Política
Devastação verde-oliva
Ambientalistas opõem-se à construção de uma escola de sargentos em área preservada de Mata Atlântica


Em meio aos eventos climáticos extremos do momento, com ondas de calor em vários estados, secas severas no Norte e Nordeste e chuvas torrenciais no Sul do País, uma área de 130 hectares de Mata Atlântica em Pernambuco poderá ser transformada em um megacomplexo militar que o Exército pretende construir para abrigar uma escola de sargentos. O local faz parte da Área de Proteção Ambiental Aldeia-Beberibe, na Região Metropolitana do Recife, o que vem provocando reação de ambientalistas, a alegarem que a obra fere a legislação ambiental e contribui para a devastação de um bioma quase extinto. O Exército nega qualquer irregularidade e diz que haverá uma compensação pelo desmatamento. Interessado no projeto, o governo pernambucano ofereceu uma contrapartida que inclui desde a ampliação de estradas até a realização de obras de saneamento.

▸ DADOS FORNECIDOS:
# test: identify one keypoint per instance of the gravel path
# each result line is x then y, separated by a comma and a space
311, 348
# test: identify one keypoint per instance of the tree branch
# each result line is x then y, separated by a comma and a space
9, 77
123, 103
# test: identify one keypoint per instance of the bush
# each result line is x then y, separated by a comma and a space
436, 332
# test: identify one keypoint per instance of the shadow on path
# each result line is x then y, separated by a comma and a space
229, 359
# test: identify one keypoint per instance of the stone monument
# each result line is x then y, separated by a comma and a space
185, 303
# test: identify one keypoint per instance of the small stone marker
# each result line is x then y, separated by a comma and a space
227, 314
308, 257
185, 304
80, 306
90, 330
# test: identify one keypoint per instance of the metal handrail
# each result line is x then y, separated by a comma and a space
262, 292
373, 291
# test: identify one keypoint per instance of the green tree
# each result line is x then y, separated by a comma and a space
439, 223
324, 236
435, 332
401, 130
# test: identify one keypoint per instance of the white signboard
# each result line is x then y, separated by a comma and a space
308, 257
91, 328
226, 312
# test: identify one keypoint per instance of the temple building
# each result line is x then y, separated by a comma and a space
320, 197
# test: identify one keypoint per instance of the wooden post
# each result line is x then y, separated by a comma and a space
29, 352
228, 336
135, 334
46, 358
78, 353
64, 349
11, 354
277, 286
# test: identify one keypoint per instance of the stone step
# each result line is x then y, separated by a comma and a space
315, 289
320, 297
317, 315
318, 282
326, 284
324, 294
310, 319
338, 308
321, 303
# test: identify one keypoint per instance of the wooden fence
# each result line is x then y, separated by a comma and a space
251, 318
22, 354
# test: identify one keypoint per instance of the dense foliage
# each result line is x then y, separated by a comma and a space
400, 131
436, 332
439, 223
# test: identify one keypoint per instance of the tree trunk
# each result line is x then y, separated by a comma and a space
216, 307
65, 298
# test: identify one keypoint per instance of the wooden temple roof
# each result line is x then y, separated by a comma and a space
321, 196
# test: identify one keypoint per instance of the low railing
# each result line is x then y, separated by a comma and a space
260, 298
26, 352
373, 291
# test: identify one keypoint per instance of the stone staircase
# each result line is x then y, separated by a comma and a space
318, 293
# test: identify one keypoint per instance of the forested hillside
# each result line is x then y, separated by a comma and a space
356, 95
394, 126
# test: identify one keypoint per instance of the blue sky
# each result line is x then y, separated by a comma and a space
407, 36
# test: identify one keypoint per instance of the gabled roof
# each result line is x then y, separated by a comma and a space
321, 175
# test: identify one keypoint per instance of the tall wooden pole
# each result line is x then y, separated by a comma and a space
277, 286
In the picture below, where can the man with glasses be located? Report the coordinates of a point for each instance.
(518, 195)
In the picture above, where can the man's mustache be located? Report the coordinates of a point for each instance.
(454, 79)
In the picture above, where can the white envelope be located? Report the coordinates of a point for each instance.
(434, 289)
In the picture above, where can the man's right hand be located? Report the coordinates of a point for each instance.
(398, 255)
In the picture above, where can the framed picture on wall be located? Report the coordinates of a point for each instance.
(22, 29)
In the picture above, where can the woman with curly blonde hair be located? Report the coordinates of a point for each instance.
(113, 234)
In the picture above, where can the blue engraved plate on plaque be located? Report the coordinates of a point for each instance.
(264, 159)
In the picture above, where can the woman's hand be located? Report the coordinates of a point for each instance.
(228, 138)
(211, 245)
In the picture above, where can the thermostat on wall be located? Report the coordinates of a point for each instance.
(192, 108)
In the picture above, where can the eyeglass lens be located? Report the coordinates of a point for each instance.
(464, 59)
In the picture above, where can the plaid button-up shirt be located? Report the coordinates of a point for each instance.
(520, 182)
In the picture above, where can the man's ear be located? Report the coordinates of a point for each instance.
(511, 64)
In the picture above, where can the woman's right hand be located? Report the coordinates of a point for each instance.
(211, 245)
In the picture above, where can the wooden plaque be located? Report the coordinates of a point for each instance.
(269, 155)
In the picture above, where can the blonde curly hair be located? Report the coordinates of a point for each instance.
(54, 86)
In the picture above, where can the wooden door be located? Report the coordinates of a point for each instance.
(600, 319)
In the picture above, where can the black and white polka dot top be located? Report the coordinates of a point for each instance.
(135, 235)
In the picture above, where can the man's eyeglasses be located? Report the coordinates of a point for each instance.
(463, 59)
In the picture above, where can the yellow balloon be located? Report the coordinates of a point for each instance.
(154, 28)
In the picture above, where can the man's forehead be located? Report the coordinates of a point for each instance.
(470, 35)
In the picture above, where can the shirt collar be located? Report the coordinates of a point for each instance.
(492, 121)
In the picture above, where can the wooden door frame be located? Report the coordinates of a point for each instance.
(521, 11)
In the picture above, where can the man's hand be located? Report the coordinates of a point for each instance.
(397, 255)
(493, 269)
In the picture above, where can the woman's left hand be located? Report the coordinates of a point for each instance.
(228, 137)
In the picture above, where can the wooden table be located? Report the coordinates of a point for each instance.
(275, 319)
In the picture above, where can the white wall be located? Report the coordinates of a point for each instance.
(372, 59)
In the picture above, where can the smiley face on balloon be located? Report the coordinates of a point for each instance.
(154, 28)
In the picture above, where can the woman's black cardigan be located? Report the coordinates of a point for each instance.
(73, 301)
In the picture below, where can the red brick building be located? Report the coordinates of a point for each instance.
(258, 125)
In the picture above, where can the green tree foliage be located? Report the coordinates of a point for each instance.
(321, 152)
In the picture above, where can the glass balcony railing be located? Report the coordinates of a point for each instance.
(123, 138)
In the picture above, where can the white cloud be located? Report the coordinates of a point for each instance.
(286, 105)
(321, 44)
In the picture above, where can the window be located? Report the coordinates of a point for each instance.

▸ QUESTÃO A:
De acordo com o trecho sobre a escola de sargentos em Pernambuco, o que o Exército afirma que haverá em relação ao desmatamento?
▸ QUESTÃO B:
Apresente a continuação do trecho sobre a escola de sargentos em área de Mata Atlântica a partir do ponto em que ele termina.

▸ RESPOSTA A:
Haverá uma compensação pelo desmatamento.

▸ RESPOSTA B:
A ideia do projeto é centralizar em um só local a formação de sargentos de todo o País, hoje pulverizada em vários estados. A obra inclui um centro escolar para receber mais de 2 mil alunos, um parque de tiros, uma vila olímpica, um hotel de trânsito e duas vilas militares com 24 prédios residenciais, totalizando 576 apartamentos para abrigar as famílias dos alunos. O empreendimento foi estimado em 1,8 bilhão de reais, incluindo 110 milhões de contrapartida do governo do estado. A expectativa é de que mais de 6 mil pessoas frequentem o local diariamente.
De acordo com Herbert Tejo, presidente do Fórum Socioambiental de Aldeia, a obra vai acarretar uma série de impactos negativos para o meio ambiente e às populações de cidades próximas. Pode, inclusive, comprometer o fornecimento de água na região. Isso, porque o Campo de Instrução Marechal Newton Cavalcanti, área de 800 hectares do Exército na qual o complexo será construído, passa pela sub-bacia do Rio Catucá, com nascentes e mananciais que alimentam o Sistema Botafogo. A barragem Botafogo é responsável por abastecer 1 milhão de habitantes da Região Metropolitana do Recife e cidades da Zona da Mata, um serviço já precário.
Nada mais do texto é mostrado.